▶ [WHAT YOU HAVE TO DO]
Could you return each entry below exactly as written, minus any pictures?

▶ [DATA SECTION]

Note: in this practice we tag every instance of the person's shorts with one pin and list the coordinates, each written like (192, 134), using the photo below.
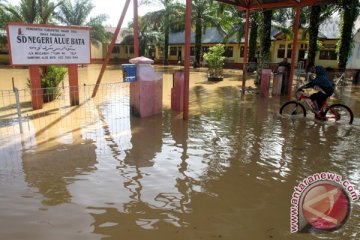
(319, 97)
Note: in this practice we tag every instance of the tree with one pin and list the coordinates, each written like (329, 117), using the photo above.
(204, 14)
(77, 12)
(349, 13)
(26, 11)
(232, 22)
(265, 39)
(253, 36)
(170, 18)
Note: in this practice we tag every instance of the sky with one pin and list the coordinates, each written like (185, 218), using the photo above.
(113, 9)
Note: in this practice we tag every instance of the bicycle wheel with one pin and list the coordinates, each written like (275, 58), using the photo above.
(339, 113)
(293, 109)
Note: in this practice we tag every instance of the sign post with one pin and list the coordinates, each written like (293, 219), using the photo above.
(41, 45)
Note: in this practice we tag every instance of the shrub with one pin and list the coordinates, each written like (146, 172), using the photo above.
(50, 80)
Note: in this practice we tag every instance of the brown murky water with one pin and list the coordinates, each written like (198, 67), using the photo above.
(227, 173)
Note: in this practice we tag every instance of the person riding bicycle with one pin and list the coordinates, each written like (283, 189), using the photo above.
(324, 86)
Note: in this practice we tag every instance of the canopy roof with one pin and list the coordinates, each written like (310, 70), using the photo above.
(269, 4)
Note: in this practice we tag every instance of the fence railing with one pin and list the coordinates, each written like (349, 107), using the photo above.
(17, 114)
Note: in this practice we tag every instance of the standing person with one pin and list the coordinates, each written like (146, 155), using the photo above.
(324, 86)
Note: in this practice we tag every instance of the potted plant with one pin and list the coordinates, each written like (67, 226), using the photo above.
(215, 61)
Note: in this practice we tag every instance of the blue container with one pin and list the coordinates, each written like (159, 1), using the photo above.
(129, 72)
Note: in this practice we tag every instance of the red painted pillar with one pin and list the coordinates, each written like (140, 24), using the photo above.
(187, 58)
(294, 49)
(73, 84)
(136, 29)
(35, 84)
(246, 48)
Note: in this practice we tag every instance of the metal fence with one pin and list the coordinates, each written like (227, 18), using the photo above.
(17, 114)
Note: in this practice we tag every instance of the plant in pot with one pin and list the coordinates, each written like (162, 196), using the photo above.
(215, 61)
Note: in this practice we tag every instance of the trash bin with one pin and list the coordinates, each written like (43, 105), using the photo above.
(129, 72)
(177, 91)
(265, 82)
(277, 84)
(146, 91)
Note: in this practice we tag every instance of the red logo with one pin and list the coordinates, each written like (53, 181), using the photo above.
(326, 206)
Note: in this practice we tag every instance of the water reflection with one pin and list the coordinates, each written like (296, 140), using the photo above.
(51, 171)
(227, 173)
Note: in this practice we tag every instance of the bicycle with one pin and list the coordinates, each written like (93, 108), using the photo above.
(337, 112)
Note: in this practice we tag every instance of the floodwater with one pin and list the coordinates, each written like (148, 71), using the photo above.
(227, 173)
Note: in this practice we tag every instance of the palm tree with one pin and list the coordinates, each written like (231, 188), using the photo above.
(265, 38)
(46, 10)
(168, 19)
(74, 13)
(204, 14)
(349, 13)
(232, 22)
(254, 19)
(313, 33)
(26, 11)
(317, 15)
(77, 12)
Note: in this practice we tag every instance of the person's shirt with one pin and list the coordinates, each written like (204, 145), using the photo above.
(321, 81)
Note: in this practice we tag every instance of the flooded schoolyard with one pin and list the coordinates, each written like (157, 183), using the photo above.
(96, 172)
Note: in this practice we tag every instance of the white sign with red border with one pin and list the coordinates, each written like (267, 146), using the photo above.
(31, 44)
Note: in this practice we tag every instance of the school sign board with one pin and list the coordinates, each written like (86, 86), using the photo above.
(31, 44)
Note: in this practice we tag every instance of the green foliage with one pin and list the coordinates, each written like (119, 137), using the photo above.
(50, 81)
(266, 35)
(53, 77)
(350, 12)
(215, 60)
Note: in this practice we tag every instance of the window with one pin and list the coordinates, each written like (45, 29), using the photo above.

▶ [EXERCISE RESULT]
Note: in this practice we tag every instance of the person's shorts with one pin and list the coordinates, each written like (192, 134), using the photo below.
(319, 97)
Note: in this practice we tag every instance of the tree with one pin and list the coordinates, each written like (329, 117), using the photo above.
(204, 14)
(77, 12)
(349, 13)
(26, 11)
(232, 22)
(265, 39)
(253, 36)
(170, 18)
Note: in this practice we tag every instance of the sky with one pin and list the coordinates, each written like (185, 218), using the photo above.
(113, 9)
Note: in this practice we tag every instance of the bicycle wheel with one pin and list the coordinates, each written like (275, 58), using the photo above.
(339, 113)
(293, 109)
Note: in this practice we tag every instance of the sign post with one pin and list the coordinates, each written like (293, 219), using the photo above.
(41, 45)
Note: in this practice we tag every instance of the shrub with one pin and list the coordinates, each written like (146, 172), using the photo above.
(50, 80)
Note: in this practice we tag every instance of the brown murky water with one pin and list the coordinates, each written like (198, 67), using the photo above.
(227, 173)
Note: in this practice we tag every instance of the person riding bicycle with one pin and list the coordinates, each written like (283, 189), using the photo above.
(324, 86)
Note: in this practice we tag every instance of the canopy roof with one pin and list the coordinates, each written like (310, 70), using the photo above.
(269, 4)
Note: in this practice we tag every instance of the fence railing with one pin and list the coordinates, each written like (349, 107), using the photo above.
(17, 114)
Note: in this practice we tag every instance of the standing person with one pin and list the coordinates, each written like (146, 155), using the photo above.
(324, 86)
Note: in this practice we tag every instance of the potted plant with one pin and list the coordinates, each written like (67, 226), using the photo above.
(215, 61)
Note: in this practice we tag every instance of the blue container with one pin and list the coordinates, each written like (159, 1), using the photo above.
(129, 72)
Note: in this practice we tag every instance of the red painted pillar with one pin and list the coordinates, each written like (140, 24), using the photo above.
(187, 58)
(294, 49)
(73, 84)
(136, 29)
(35, 84)
(246, 48)
Note: in this practice we tag every instance of the metal fence with one pin and list the coordinates, each written like (227, 18), using the photo above.
(17, 114)
Note: in this practice we tag every instance of the plant in pot with one pin and list the coordinates, each written like (162, 196), using the photo above.
(215, 61)
Note: in this practice we tag every instance of the trash bin with one pin and list the coordinates, each written like (43, 105), using the photo above.
(129, 72)
(177, 91)
(265, 82)
(277, 84)
(146, 91)
Note: in this practice we tag every instance of the red logo with one pin and list the coordinates, each written like (53, 181), using the photo above.
(326, 206)
Note: in this practice we tag every instance of the water reflection with one pin and list the coordinates, each written like (296, 140), using the photo above.
(51, 171)
(227, 173)
Note: in this practice we tag every instance of the bicycle with one pin and list the coordinates, each written like (93, 108), using the photo above.
(337, 112)
Note: in this practice we tag every instance of the floodwater with one pin and list the coordinates, each written like (148, 71), using the photo above.
(227, 173)
Note: in this practice we tag every instance of the palm tree with one pin and list the coordinates, each written like (231, 188), using the photo above.
(265, 38)
(46, 10)
(168, 19)
(74, 13)
(204, 14)
(349, 13)
(232, 22)
(254, 19)
(313, 33)
(26, 11)
(317, 15)
(77, 12)
Note: in this practice we tag every instance of the person's shirt with one pin and list the coordinates, each written like (204, 145), using the photo above.
(321, 81)
Note: in this practice we tag every instance of the flooded schoolyard with one pin and list the coordinates, each written like (157, 183), using the photo above.
(96, 172)
Note: in this practice we tag every instance of the white sign with red border with one pin and list the coordinates, each written like (267, 146), using the photo above.
(31, 44)
Note: in this practice we tag every instance of the school sign board with one pin and list the coordinates, each written like (86, 86), using the photo above.
(31, 44)
Note: in this practice we tag every instance of the green foliage with one pin and list the coordinates, each written like (119, 137), using the photo above.
(50, 81)
(266, 35)
(53, 77)
(350, 12)
(215, 60)
Note: in this practice we tag every instance of the window with one pin and list the coordinates, each written like (45, 29), using the photo above.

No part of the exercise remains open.